───── Passage provided

One actor, many roles: Histopathologies associated with APOL1 genetic variants

Abstract

Genetic variants in APOL1, encoding apolipoprotein L1, are major drivers of glomerular disease in peoples of sub-Saharan African descent. APOL1-associated primary glomerular diseases include focal segmental glomerulosclerosis (FSGS), HIV-associated nephropathies and aterionephrosclerosis. Other conditions where APOL1 variants affect outcomes include membranous nephropathy, lupus nephritis, diabetic nephropathy, pre-eclampsia, and kidney transplant. In FSGS, APOL1-variants are associated with upregulation of RNA encoding chemokine C-X-C motif receptor 3 (CXCR3) ligands and ubiquitin D; the significance of these findings remains unclear but may provide valuable insight into disease mechanisms.

Introduction

Using admixture scans, two groups identified a genetic region on chromosome 22 with an excess of African ancestry among African Americans with kidney disease compared to African Americans without kidney disease^{1, 2} . In 2010, two research groups identified the main signal was coming from APOL1 genetic variants within this region^{3, 4} . In the intervening eight years, much has been learned about the spectrum and manifestations of APOL1 nephropathies, including histopathologic findings, clinical course, response to therapy, role in kidney transplant, and molecular and cellular mechanisms of disease. It is estimated that the APOL1 genetic variants account for approximately 70% of the excess risk for kidney disease that characterizes the African American population⁵ . The field is highly active, and while much has been learned much remains to be understood about the mechanism of APOL1-mediated injury.

APOL1 genetic variants

APOL1 encodes apolipoprotein L1, a minor protein constituent of high density lipoprotein. In 2010, genetic variants in APOl1 were found to be strongly associated with glomerular disease^{3, 4} . The two kidney risk variants are located in the C terminal domain of the protein, which participates in host defenses against trypanosomal infection. The G1 variant comprises two point mutations, S342G and I384M; these are very closely linked but occasional individuals will have only the first mutation (S342G), which is thought to be pathogenic and the second to be carried forward by linkage. The G2 variant consists of a 6 base pair deletion, resulting in deletion of amino acids 388N-389Y.

──────────
───── Data to examine

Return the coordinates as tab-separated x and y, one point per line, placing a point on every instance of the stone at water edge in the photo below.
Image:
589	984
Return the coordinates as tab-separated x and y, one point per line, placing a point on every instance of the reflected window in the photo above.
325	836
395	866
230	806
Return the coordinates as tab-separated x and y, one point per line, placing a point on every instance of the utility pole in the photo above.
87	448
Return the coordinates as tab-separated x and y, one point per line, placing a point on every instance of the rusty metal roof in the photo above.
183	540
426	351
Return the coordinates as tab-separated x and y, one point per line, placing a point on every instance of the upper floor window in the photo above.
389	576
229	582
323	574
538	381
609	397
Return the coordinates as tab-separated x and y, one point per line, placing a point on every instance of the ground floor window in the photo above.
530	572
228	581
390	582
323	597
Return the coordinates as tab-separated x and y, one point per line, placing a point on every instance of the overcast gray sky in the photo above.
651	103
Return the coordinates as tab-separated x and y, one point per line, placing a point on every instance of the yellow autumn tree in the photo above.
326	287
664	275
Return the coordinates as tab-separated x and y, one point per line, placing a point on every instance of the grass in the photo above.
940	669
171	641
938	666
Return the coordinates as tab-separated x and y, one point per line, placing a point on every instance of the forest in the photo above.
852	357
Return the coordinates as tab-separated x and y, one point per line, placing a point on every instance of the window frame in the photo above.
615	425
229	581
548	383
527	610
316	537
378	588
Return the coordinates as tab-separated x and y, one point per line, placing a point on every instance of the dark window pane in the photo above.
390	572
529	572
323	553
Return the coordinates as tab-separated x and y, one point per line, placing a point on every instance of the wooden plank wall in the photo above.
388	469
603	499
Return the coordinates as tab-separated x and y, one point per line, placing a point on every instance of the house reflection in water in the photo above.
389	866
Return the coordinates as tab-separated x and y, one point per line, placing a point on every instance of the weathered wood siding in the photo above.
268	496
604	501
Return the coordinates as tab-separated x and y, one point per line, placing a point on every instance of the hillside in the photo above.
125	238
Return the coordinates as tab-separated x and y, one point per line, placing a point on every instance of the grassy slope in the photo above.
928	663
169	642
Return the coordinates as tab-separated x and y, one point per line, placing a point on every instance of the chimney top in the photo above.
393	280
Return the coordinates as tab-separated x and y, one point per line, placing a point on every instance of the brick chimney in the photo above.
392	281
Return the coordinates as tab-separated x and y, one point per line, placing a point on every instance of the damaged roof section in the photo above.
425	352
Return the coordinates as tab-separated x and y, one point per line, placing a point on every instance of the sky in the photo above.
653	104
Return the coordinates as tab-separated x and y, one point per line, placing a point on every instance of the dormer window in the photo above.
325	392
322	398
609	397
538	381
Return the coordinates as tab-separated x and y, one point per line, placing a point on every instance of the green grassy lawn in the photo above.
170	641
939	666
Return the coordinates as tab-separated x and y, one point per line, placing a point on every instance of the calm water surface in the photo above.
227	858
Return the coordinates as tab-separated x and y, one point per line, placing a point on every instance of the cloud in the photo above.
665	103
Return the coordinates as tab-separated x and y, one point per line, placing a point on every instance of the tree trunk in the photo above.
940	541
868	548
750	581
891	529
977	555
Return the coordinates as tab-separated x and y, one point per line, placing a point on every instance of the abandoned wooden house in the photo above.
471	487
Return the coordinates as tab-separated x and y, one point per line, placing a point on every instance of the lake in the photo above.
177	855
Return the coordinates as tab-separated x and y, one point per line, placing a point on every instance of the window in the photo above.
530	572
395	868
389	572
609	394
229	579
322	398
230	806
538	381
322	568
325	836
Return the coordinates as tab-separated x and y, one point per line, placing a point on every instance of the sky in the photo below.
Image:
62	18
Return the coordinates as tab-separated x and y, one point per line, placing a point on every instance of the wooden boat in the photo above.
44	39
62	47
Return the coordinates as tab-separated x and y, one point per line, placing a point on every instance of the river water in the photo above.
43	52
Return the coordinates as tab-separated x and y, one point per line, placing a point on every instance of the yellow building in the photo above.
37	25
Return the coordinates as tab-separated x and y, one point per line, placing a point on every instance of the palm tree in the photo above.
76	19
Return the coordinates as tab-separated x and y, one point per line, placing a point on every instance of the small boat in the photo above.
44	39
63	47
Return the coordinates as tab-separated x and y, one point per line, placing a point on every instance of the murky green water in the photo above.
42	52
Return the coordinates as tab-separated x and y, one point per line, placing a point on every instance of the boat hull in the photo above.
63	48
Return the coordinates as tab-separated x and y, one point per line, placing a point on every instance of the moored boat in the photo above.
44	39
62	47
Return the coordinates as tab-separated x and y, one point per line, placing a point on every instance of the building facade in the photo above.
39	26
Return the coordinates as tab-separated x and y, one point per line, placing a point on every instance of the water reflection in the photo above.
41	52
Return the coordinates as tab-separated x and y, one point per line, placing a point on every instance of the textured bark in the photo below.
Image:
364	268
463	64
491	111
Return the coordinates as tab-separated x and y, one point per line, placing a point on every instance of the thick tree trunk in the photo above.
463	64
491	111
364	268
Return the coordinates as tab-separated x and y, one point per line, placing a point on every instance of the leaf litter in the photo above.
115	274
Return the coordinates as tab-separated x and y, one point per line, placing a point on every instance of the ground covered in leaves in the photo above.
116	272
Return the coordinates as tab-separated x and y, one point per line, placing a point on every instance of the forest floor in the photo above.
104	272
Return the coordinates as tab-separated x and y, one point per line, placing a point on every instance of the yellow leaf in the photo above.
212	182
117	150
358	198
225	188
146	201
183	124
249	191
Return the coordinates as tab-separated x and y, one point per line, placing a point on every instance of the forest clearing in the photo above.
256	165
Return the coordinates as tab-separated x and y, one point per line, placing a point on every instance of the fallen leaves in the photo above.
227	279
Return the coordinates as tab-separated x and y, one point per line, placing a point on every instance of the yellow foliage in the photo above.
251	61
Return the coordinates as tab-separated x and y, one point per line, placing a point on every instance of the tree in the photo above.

──────────

Prompt 1:
According to the APOL1 article, is each statement true? Answer yes or no, and quote the exact words that decide it.
(a) The G2 variant consists of two point mutations.
(b) APOL1 genetic variants are estimated to account for about 70% of the excess kidney disease risk in the African American population.
(c) The two kidney risk variants are located in the N terminal domain of the protein.
Prompt 2:
Answer these questions from the APOL1 article:
(a) In FSGS, APOL1 variants are associated with upregulation of RNA encoding what?
(b) On which chromosome did the admixture scans find the genetic region?
(c) Which mutation in the G1 variant is thought to be pathogenic?

Written solution 1:
(a) No: "The G2 variant consists of a 6 base pair deletion, resulting in deletion of amino acids 388N-389Y."
(b) Yes: "It is estimated that the APOL1 genetic variants account for approximately 70% of the excess risk for kidney disease that characterizes the African American population"
(c) No: "The two kidney risk variants are located in the C terminal domain of the protein"

Written solution 2:
(a) Chemokine C-X-C motif receptor 3 (CXCR3) ligands and ubiquitin D
(b) Chromosome 22
(c) S342G